• **EXERCISE A**
In the childhood memories passage, copy the text starting with "From when I" and going on through "in the distance.".
• **EXERCISE B**
In the childhood memories passage, the child's wail after being hit by the tricycle pedal trails off. According to the passage, why does that happen?
• **EXERCISE C**
Resume the childhood memories passage after its final sentence.

I remember being pushed in the pram (a lot) by Mum. We had just got a cat and it was in a large shopping bag on my knee.

I was three.

From when I was three; standing next to a back-yard merry-go-round. (Don’t know if they still make that kind: a cruciform device with four seats; you push and pull with your hands and feet on a big lever and it goes 'round and 'round.) A kid’s Oxford shoe hit me in the forehead, leading to one of many ER trips for stitches. Still got the scar.

I think I remember the earliest thing as being in the ocean in Florida and feeling like I was going to drown. I remember I was wearing a mustard-colored shirt over my suit, which makes sense because it would have been the early 70s. I remember boats in the distance.

The story that’s told is I looked like I was in trouble but Mom didn’t want to get wet so she sent someone else to retrieve me. :confused:

Ooh, sounds rather like one of my young memories. I was about four, as it was shortly after my mother split from my dad. I was visiting her wherever it was she lived; she had shacked up with some guy in a townhouse. She (or he, I don’t recall) had bought me a toy U-Haul truck to play with. It was rather large, as toys go; I was able to push it around on the ground by bending over and leaning on it with my hands. It was also made of metal, not chintzy plastic, so it was good and sturdy enough to stand up to a kid’s punishment. So there I was pushing it at great speed down the sidewalk. My head was was down and in such a position that I was able to see the truck and two or three feet of sidewalk in front of me. Sadly, this was my undoing as before I knew it some kid’s tricycle pedal smacked me right above my left eye. These were the days in the mid-70s when some pedals were plain serrated metal affairs for grip instead of covered with rubber, so me, running at speed directly into a serrated metal pedal coming at me from the opposite direction, also at speed – well, the outcome was not good. I felt the impact, stood up and swiveled around. Blood streamed down over my eye, partially obscuring my vision as I let out a wail and started to run back to my mother’s front door. In mid-wail, however, I noticed something astonishing: It didn’t actually hurt! The wail was more a pre-emptive strike against the pain I thought was to come, and when it curiously did not, the wail sort of trailed off as I arrived at the front door, where I looked up at those who were gathered there watching me. I even knew I must have had a puzzled expression on my face, which must have looked quite at odds with the blood streaming down my face.

Point-per-instance localization data:
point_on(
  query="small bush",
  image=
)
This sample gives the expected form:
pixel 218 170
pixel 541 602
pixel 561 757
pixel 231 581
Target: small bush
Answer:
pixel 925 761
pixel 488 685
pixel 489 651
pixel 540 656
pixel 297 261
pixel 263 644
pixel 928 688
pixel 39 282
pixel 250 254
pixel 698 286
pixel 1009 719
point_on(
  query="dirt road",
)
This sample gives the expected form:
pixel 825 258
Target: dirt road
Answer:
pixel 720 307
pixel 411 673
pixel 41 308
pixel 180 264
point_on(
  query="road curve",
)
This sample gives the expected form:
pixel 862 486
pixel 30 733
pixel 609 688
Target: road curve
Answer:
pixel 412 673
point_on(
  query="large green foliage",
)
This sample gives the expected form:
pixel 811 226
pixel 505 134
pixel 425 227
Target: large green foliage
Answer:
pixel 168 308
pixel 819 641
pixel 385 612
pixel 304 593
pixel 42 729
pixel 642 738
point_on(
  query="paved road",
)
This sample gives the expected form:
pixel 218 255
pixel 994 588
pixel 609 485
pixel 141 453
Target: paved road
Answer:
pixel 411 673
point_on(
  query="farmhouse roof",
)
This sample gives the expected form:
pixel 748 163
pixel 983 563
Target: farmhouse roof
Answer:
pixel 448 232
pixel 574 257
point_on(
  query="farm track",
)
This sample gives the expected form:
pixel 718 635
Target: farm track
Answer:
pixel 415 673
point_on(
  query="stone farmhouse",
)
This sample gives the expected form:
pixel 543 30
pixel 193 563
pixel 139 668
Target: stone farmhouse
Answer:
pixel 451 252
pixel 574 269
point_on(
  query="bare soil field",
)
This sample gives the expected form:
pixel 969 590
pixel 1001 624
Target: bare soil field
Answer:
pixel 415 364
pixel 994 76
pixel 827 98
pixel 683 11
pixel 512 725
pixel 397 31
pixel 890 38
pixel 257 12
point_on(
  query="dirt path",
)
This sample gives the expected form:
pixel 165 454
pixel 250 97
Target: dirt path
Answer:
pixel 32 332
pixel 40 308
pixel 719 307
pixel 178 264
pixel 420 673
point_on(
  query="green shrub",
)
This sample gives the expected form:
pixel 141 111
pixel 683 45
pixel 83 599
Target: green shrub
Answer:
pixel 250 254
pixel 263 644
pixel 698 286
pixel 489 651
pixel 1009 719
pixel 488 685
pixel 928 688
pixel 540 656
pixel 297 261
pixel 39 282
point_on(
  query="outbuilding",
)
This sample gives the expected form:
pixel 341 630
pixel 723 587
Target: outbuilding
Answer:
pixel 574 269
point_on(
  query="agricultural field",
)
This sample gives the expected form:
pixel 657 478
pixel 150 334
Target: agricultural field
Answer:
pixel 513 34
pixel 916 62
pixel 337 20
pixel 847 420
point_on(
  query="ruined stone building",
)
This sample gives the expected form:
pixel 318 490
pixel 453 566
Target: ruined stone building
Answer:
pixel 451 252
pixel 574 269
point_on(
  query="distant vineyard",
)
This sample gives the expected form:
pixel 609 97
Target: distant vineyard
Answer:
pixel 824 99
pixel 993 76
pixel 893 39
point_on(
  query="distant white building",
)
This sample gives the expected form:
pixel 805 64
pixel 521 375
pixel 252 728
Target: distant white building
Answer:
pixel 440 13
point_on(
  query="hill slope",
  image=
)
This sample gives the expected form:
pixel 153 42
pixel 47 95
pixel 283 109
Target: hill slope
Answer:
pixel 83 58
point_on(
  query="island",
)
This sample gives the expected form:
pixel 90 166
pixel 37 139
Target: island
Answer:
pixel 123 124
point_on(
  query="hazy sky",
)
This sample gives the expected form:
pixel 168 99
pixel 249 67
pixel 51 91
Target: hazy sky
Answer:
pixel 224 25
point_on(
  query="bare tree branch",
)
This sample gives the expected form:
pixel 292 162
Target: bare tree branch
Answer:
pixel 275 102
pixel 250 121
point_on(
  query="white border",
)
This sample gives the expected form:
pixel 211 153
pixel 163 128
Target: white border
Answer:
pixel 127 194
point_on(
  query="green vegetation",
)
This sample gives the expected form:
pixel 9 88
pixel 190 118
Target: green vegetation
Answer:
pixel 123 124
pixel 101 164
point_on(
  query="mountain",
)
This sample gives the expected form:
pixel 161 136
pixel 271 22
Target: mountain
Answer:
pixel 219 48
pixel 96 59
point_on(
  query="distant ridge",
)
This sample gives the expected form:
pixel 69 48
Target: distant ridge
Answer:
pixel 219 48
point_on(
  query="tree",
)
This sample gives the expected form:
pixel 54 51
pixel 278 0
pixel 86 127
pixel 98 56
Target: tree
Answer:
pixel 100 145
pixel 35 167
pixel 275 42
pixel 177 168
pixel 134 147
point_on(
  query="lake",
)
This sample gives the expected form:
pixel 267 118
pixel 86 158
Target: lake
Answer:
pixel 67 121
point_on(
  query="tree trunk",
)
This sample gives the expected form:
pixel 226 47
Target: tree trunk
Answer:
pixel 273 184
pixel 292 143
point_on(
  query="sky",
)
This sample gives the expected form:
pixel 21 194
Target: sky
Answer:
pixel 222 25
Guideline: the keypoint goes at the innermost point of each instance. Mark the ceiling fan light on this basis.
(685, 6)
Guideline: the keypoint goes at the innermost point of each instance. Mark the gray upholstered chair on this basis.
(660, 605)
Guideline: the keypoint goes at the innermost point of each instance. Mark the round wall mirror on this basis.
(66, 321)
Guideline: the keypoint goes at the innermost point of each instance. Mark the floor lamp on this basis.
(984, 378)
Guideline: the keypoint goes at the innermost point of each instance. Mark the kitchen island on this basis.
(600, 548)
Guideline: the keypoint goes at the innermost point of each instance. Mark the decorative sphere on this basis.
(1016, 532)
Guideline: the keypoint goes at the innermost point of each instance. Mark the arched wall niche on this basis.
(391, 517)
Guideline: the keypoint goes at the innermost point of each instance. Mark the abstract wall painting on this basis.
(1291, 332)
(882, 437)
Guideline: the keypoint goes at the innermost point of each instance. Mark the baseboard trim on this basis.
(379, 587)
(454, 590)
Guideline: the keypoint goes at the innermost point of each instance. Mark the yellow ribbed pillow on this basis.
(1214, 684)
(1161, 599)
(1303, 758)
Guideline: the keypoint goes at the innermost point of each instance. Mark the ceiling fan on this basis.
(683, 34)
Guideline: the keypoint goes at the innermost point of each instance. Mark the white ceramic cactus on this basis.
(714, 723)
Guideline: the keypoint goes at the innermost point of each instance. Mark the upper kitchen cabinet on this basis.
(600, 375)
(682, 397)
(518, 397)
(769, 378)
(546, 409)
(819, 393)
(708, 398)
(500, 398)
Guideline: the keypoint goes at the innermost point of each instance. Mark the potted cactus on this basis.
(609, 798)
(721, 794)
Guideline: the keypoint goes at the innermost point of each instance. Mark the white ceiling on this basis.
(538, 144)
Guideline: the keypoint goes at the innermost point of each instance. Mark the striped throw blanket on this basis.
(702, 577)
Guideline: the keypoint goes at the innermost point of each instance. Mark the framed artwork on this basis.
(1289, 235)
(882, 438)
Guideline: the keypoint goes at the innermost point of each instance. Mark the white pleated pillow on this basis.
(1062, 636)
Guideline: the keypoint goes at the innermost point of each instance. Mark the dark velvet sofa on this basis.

• **ANSWER AREA A**
From when I was three; standing next to a back-yard merry-go-round. (Don’t know if they still make that kind: a cruciform device with four seats; you push and pull with your hands and feet on a big lever and it goes 'round and 'round.) A kid’s Oxford shoe hit me in the forehead, leading to one of many ER trips for stitches. Still got the scar.

I think I remember the earliest thing as being in the ocean in Florida and feeling like I was going to drown. I remember I was wearing a mustard-colored shirt over my suit, which makes sense because it would have been the early 70s. I remember boats in the distance.

• **ANSWER AREA B**
The wail had been a pre-emptive strike against pain the child expected to come. When the pain did not come, the wail trailed off.

• **ANSWER AREA C**
My aunt, who was there too, explained that I was in shock, but kept telling me how brave I was being. I wasn’t going to contradict her, I just kept thinking “But it doesn’t hurt, how is that brave?”

It did start hurting eventually – especially when the doc stuck that damned needle right in it to administer a local anesthetic. After that I felt nothing again, just these squicky-feeling tugs against my skin as he threaded the stitches. I still remember that feeling – and it still skeeves me out.

I still have that scar, too, though it’s faint. It’s mostly noticeable because it bisects my left eyebrow faintly, and no hair grows on that thin line.

I think it’s going to the hospital to visit my mother after my youngest brother was born. (I know it was the youngest one because I was walking pretty steadily on my own, and I’m only 21 months older than my younger brother. My hair was also in pigtails, and I didn’t have enough hair to do that until I was older.) I got a blue bubblegum cigar. I actually don’t have any memories of seeing my baby brother – I was more into the gum cigar and seeing my mom. I would have been three and a half.

After that, the memories come fast and thick, because I was diagnosed as a diabetic when I was four going on five, and I have a ton of fairly traumatic and stressful memories of that time.

Ditto.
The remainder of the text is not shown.